* _ASSIGNMENT_
Copy out the entries word for word, leaving images aside.

* _ENTRIES PROVIDED_
*** Begin section ***

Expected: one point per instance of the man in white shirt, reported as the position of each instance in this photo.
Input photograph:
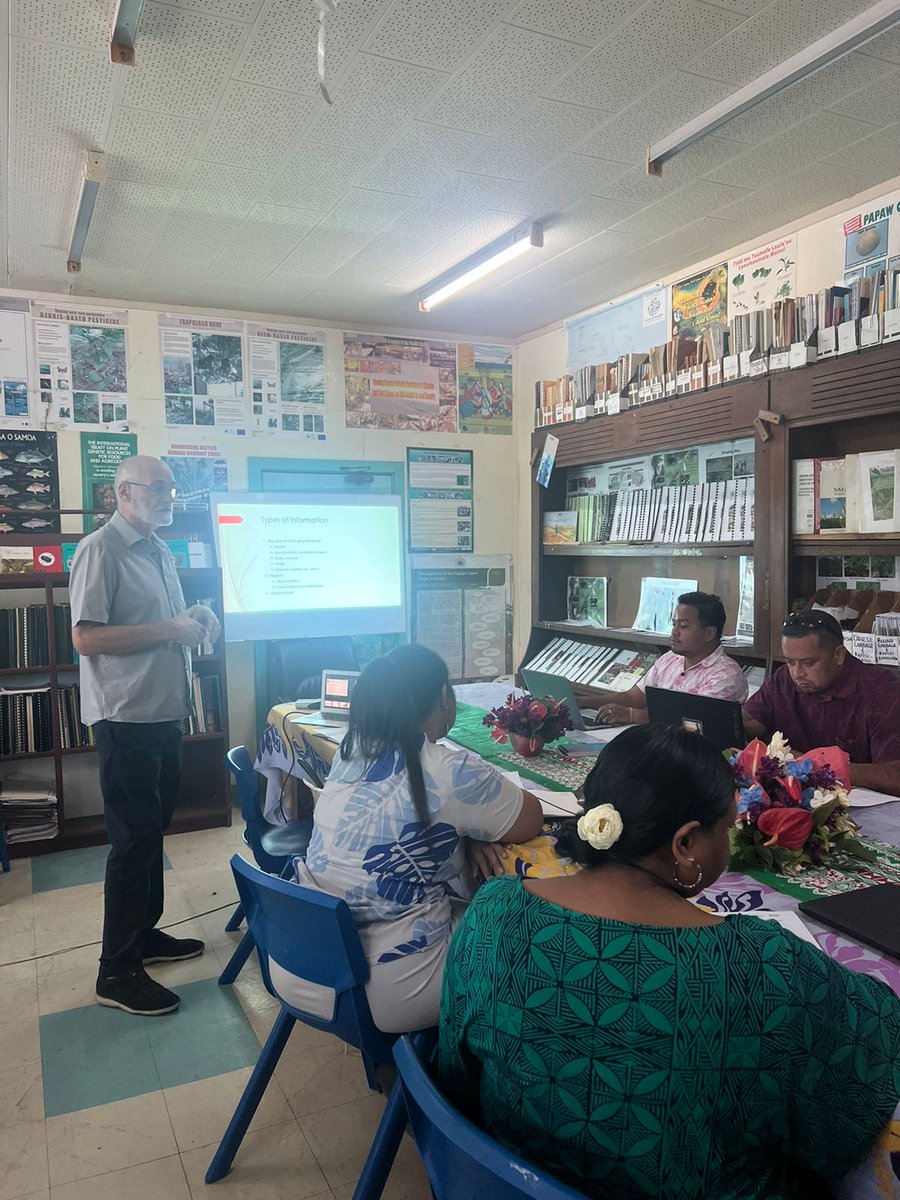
(696, 664)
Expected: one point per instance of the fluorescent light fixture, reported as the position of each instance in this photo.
(827, 49)
(94, 175)
(125, 31)
(502, 251)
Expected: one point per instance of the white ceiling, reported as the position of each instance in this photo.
(231, 184)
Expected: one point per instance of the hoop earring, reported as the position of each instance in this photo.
(688, 887)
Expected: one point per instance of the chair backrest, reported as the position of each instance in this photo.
(312, 936)
(462, 1162)
(294, 665)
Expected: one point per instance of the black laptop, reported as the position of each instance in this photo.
(718, 720)
(867, 915)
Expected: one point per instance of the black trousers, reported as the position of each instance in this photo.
(139, 777)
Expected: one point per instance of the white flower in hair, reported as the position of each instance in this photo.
(600, 827)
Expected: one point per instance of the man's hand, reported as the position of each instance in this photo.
(205, 617)
(484, 859)
(186, 631)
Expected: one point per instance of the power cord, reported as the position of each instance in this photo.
(84, 946)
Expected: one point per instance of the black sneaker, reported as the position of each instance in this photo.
(137, 993)
(161, 947)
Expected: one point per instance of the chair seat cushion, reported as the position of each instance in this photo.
(285, 841)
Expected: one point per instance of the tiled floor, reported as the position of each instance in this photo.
(100, 1105)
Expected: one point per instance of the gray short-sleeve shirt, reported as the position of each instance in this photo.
(120, 577)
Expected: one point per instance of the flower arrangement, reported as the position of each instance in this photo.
(535, 720)
(792, 814)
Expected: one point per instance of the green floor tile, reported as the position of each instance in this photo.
(97, 1055)
(71, 868)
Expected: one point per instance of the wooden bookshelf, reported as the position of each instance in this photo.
(839, 406)
(204, 798)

*** End section ***

* _ANSWER FOR THIS EXERCISE_
Expected: one point per instance of the man in white shirt, reported as the position of each instance in this photo.
Input photograph:
(696, 664)
Expected: one point per instance of the fluorescent light fixture, reported as the position of each instance in this photo.
(827, 49)
(94, 175)
(125, 31)
(502, 251)
Expected: one point per instance of the white ceiling, reported as the position of each instance in this photo.
(231, 184)
Expected: one point per instance of the hoop earring, reported as the position of each instance in this photo.
(688, 887)
Expected: one point per instance of the chair backrest, reported as the position of each instance in this photo.
(312, 936)
(462, 1162)
(294, 665)
Expected: one point per instance of the black laptop, reported as the position of each instance in this photo.
(718, 720)
(867, 915)
Expected: one point per instance of the black trousers, reported as the position of each instance in this photo.
(139, 777)
Expected: one point per instance of the white flower in hair, reported as the position of each instance in this photo.
(600, 827)
Expected: one point per instance of the man's hand, reported as the position of each instance in this photo.
(205, 617)
(484, 859)
(186, 631)
Expected: one point per instance of the power cord, reported as the position of each instance in this photo.
(84, 946)
Expected: one point per instance of the black sneaker, reported as the position of each instance in this photo.
(137, 993)
(161, 947)
Expected: one point per instance of the chair seat cushion, reported as the position of each instance in this photo.
(285, 841)
Expected: one point per instance of the tiled floor, reported as the position of each instance in this photo.
(100, 1105)
Expected: one point per instance of the gray short-sleeve shirt, reported as the position of each instance in this photo.
(120, 577)
Expected: one point per instance of the flower arrangement, reported as the position of each instance in this photo.
(535, 720)
(792, 814)
Expected: one point per instance of the green floor tile, reported as the position of each instance in this photo.
(97, 1055)
(71, 868)
Expected: one point per instance of the wooden bookshelf, reported as the position of each instance in this photo.
(839, 406)
(204, 798)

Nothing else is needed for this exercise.